● Work to complete:
1. In the doctrine essay below, what does the writer say provides the bedrock of a relationship?
2. Condense the paragraph of the doctrine essay that begins "So it is with a relationship with the Living God" into a short bulleted list that keeps its main points.

● Page excerpt:
┏━━
Let us push it further. Let's go ask that couple - the one over there, walking on the beach with stars in their eyes - whether they have beliefs about one another, or are motivated by pure sentimentality? On the surface, yes, the two are simply madly, illogically in love. But let us push deeper. "Maam, do you believe that this man is a cruel person?" "No! Of course not!" "Do you believe he will be a good father?" "I certainly do!" "Do you think he will abuse your children?" "Certainly not! Why - do you know something I don't know?" See now how this relationship is actually built on real beliefs. Only a little digging and experimentation shows how very weak those foundation-stones are in this case, for in reality most of the woman's beliefs about the man (and vice-versa) are founded only in a projection of desire: however, without concrete beliefs, a relationship is impossible. Of course, a person is more than a list of facts (e.g. 5'3", male, Canadian, kind, good at math, Christian, good provider, virgin, well groomed, etc.) but they are never less than these facts. These facts provide the bedrock of a relationship: alter or move the important "rocks," and the relationship shatters.
CONCLUSION
So it is with a relationship with the Living God. He is real. As such, He has real facts - or, attributes - which we can learn about. He has a real history, and He really spent time in the flesh, on this earth as recorded in the Bible. In reading, studying and cross-referencing the Bible, we can arrive are real "doctrines," or "beliefs" about God. Our relationship to God is built upon these beliefs. Our life, in turn, is built upon our relationship (or lack thereof) with God.
Therefore, Christian doctrines do not flow from experience, but experience flows from doctrines. There is likely no more important task for each individual Christian than finding out exactly what it is that God has revealed of Himself in Scriptures, and seeing how that intersects with their own lives.
By contrast, the idea of theology or doctrines coming from experience is at best agnosticism and at worst an anti-God religion, which makes humanity the inventors of "God," who is merely a figment of each individual's private imagination.
┗━━
● Material provided:
┏━━
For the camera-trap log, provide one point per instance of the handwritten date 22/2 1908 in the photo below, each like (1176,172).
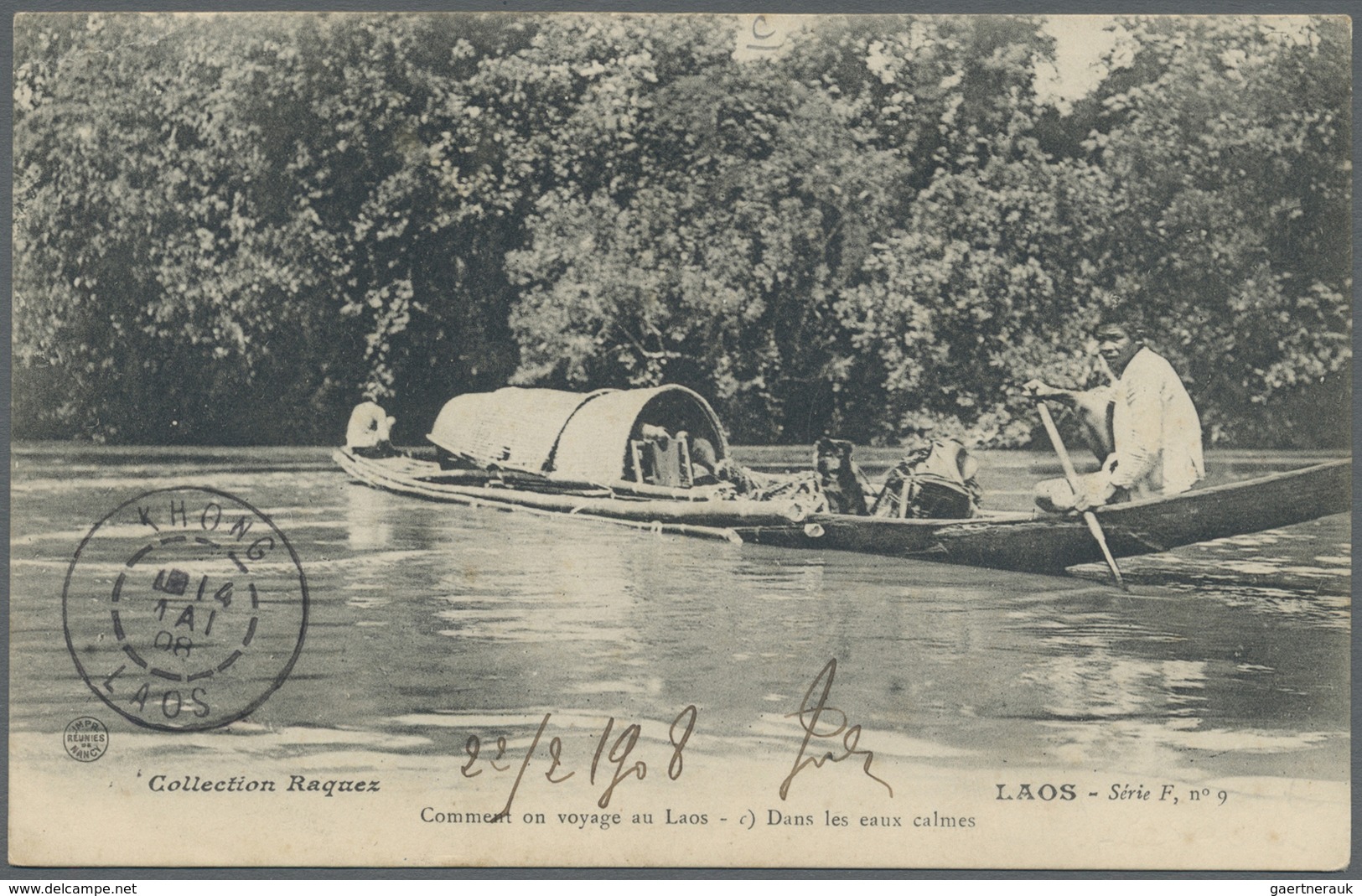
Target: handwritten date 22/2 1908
(817,721)
(619,756)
┗━━
● Final results:
1. The facts about a person provide the bedrock of a relationship.

2.
- God is real and has real facts, or attributes, that can be learned.
- He has a real history and spent time in the flesh on earth, as the Bible records.
- Reading, studying and cross-referencing the Bible leads to real doctrines, or beliefs, about God.
- Our relationship to God rests on these beliefs.
- Our life rests on that relationship, or on its absence.